Problem » Everything from the line containing "Exercise. Identify every instance of the backpack shoulder" through the last line of the records must be returned verbatim, and nothing outside that range.

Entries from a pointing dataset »
......

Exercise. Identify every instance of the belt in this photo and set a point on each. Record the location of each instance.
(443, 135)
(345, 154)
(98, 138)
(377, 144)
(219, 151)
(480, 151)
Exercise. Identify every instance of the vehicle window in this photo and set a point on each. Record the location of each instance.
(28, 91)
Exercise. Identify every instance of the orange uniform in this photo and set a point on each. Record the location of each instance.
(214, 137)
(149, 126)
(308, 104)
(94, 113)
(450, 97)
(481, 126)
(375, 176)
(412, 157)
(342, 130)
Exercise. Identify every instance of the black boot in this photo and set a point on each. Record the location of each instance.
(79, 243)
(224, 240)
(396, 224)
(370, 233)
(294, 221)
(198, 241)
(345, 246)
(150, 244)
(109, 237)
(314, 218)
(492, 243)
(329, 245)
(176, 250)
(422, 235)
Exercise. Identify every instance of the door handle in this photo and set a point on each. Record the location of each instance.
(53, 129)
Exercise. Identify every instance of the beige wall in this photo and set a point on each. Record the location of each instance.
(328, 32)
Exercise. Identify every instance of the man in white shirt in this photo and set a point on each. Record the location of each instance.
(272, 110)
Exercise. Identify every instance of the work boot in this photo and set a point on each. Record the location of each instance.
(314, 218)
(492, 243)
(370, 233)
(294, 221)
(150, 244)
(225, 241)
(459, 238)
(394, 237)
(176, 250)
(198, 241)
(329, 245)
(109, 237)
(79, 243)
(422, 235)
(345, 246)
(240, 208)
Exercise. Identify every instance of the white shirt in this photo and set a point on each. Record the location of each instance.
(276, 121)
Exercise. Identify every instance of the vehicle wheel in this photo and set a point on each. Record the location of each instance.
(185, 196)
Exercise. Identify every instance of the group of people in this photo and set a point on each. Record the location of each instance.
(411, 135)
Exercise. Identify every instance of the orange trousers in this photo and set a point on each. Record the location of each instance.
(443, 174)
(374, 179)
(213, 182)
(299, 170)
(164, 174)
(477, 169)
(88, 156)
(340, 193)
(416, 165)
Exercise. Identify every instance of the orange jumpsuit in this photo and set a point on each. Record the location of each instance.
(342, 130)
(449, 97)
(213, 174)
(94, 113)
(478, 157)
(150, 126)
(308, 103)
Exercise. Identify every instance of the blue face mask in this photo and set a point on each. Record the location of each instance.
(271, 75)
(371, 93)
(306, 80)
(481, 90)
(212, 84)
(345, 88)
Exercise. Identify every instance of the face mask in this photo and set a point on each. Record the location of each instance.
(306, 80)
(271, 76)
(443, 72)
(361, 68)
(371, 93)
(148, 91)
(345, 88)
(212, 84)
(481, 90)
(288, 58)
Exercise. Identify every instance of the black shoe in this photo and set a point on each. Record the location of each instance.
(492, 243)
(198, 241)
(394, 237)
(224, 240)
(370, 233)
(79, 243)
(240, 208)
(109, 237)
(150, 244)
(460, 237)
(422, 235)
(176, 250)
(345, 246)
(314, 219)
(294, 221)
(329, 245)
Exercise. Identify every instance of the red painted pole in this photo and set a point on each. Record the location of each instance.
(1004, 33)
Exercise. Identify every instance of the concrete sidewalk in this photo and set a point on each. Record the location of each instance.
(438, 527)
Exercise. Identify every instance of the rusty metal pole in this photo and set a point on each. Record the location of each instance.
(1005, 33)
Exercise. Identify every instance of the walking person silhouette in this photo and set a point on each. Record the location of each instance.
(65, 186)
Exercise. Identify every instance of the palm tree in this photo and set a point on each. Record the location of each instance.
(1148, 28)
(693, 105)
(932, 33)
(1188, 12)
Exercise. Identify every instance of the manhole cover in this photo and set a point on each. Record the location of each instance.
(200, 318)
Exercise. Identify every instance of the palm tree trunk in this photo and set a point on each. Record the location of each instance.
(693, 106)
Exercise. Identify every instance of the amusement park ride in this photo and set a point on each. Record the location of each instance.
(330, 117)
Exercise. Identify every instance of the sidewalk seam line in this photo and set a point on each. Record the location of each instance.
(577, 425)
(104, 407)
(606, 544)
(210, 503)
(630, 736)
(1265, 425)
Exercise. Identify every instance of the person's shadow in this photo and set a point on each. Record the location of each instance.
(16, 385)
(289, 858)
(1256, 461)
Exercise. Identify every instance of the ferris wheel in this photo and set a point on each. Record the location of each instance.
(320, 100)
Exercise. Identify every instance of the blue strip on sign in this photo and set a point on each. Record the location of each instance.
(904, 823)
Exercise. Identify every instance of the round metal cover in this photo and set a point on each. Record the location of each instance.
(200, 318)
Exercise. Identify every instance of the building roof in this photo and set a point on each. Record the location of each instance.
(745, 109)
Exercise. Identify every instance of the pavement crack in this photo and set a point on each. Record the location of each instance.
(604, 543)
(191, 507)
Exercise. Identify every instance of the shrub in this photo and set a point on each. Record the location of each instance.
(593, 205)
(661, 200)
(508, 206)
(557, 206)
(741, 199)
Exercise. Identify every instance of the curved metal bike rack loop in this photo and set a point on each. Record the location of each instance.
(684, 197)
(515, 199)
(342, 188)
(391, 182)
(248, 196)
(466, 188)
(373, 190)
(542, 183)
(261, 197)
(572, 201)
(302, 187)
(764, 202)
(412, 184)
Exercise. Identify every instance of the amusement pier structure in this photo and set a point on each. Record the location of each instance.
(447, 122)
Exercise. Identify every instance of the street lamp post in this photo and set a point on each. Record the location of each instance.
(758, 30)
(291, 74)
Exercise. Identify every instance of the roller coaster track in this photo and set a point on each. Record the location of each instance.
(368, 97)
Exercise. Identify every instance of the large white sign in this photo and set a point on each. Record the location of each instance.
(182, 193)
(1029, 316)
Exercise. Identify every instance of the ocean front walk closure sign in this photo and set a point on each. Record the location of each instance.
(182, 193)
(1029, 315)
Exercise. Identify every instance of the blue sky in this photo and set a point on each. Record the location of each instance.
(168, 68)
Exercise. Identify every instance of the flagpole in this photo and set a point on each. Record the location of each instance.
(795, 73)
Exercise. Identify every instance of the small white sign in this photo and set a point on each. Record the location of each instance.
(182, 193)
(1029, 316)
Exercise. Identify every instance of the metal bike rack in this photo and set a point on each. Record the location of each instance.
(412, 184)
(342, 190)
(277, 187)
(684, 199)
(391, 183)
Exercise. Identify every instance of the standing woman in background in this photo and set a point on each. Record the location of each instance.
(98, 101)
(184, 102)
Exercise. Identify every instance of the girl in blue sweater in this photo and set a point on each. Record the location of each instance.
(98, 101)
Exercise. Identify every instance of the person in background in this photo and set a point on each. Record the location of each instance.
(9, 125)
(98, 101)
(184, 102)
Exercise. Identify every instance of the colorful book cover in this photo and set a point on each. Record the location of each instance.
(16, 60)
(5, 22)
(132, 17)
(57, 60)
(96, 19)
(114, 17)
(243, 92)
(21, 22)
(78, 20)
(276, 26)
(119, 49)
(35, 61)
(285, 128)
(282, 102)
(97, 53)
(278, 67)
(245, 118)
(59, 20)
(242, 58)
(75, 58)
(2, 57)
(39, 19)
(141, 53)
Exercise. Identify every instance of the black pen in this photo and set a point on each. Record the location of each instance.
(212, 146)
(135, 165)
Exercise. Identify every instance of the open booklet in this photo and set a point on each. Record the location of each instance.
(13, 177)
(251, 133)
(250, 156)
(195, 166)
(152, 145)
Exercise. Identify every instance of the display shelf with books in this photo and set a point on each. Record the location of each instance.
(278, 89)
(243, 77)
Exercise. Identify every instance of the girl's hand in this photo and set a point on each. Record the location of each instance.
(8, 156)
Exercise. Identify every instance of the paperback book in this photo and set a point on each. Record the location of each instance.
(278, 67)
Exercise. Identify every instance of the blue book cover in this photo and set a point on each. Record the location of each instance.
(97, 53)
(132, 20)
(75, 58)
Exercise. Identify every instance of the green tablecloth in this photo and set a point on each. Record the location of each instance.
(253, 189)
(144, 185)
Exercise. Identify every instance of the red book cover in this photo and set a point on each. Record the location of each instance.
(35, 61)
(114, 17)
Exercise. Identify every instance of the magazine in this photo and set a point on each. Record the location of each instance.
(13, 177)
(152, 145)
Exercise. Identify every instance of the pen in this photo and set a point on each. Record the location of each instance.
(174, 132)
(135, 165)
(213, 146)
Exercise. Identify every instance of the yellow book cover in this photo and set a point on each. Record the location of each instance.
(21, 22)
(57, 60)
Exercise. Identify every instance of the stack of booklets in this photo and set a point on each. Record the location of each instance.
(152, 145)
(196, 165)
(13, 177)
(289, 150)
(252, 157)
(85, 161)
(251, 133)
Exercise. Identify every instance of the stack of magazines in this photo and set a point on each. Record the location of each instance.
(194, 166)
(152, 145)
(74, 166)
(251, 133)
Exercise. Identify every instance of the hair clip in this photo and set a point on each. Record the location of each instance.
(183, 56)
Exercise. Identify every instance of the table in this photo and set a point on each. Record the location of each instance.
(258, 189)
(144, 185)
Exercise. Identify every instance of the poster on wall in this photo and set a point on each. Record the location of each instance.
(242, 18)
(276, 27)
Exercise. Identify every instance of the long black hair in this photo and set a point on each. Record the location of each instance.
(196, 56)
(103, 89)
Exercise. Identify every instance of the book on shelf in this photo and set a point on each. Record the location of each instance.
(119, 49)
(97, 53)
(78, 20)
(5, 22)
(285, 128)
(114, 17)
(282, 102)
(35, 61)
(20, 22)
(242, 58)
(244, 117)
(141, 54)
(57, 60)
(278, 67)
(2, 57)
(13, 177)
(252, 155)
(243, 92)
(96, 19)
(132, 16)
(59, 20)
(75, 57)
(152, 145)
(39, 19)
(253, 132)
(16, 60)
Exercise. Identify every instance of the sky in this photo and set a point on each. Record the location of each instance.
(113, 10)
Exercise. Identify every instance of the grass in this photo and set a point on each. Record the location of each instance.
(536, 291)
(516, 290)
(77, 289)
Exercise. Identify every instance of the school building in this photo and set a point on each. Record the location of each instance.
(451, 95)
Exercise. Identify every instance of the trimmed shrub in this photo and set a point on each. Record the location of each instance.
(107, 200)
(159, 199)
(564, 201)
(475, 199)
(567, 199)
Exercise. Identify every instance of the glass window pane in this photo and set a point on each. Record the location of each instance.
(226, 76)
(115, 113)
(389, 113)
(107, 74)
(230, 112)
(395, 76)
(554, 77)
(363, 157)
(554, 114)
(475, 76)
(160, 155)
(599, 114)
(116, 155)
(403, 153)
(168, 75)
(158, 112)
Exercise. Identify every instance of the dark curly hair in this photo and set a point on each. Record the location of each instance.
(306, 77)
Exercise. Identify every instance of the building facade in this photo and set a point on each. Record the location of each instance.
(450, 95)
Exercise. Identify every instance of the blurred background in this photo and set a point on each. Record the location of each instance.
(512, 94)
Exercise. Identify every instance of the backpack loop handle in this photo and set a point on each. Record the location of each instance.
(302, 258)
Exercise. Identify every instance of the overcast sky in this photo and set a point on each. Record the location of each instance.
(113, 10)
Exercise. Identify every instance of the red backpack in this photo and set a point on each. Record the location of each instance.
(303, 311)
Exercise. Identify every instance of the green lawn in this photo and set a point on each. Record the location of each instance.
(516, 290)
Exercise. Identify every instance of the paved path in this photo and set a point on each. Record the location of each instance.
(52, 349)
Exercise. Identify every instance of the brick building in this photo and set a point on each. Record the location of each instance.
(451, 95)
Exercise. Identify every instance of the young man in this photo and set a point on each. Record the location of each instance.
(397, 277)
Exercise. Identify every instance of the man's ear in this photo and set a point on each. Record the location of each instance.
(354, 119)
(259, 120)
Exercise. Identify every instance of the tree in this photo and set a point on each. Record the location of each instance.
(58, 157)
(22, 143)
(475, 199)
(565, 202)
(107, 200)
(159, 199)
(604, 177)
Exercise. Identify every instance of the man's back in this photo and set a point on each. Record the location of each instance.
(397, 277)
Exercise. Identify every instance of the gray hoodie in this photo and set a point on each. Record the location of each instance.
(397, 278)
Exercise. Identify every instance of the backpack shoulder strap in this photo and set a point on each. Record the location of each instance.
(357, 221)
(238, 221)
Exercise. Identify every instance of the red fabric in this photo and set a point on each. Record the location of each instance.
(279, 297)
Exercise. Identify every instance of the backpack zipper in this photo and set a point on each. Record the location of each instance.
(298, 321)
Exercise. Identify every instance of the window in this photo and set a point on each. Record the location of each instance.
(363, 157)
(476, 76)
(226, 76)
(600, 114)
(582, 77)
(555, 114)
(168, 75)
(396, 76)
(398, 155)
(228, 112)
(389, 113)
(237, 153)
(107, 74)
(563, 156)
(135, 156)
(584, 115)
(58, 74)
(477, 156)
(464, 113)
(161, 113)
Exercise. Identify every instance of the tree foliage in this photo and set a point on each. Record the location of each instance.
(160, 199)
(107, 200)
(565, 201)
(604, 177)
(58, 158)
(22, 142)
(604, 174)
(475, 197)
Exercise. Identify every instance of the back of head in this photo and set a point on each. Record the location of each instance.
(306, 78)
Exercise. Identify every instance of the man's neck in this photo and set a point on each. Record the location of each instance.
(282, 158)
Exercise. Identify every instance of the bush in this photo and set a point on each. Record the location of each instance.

......

Answer for this exercise »
Exercise. Identify every instance of the backpack shoulder strap in this photo and set a point on each. Record the location of each instance.
(357, 221)
(238, 221)
Exercise. Identify every instance of the red fabric in this photo and set a point on each. Record the location of each instance.
(279, 297)
Exercise. Identify every instance of the backpack zipper in this photo and set a point on each. Record the location of each instance.
(298, 321)
Exercise. Identify every instance of the window in this photo and set a point on each. Record the location of each instance.
(363, 157)
(476, 76)
(226, 76)
(600, 114)
(582, 77)
(555, 114)
(168, 75)
(396, 76)
(398, 155)
(228, 112)
(389, 113)
(237, 153)
(107, 74)
(563, 156)
(135, 156)
(584, 115)
(58, 74)
(477, 156)
(464, 113)
(161, 113)
Exercise. Identify every instance of the tree foliage in this photo and set a point on each. Record the location of each instance.
(160, 199)
(107, 200)
(565, 201)
(604, 177)
(58, 158)
(22, 142)
(604, 174)
(475, 197)
Exercise. Identify every instance of the back of head in this photo and set a point on each. Record the location of each instance.
(306, 78)
Exercise. Identify every instance of the man's neck in this photo and set a point on each. Record the location of each instance.
(282, 158)
Exercise. Identify every instance of the bush in this photo and set a point on each. Record the location of each instance.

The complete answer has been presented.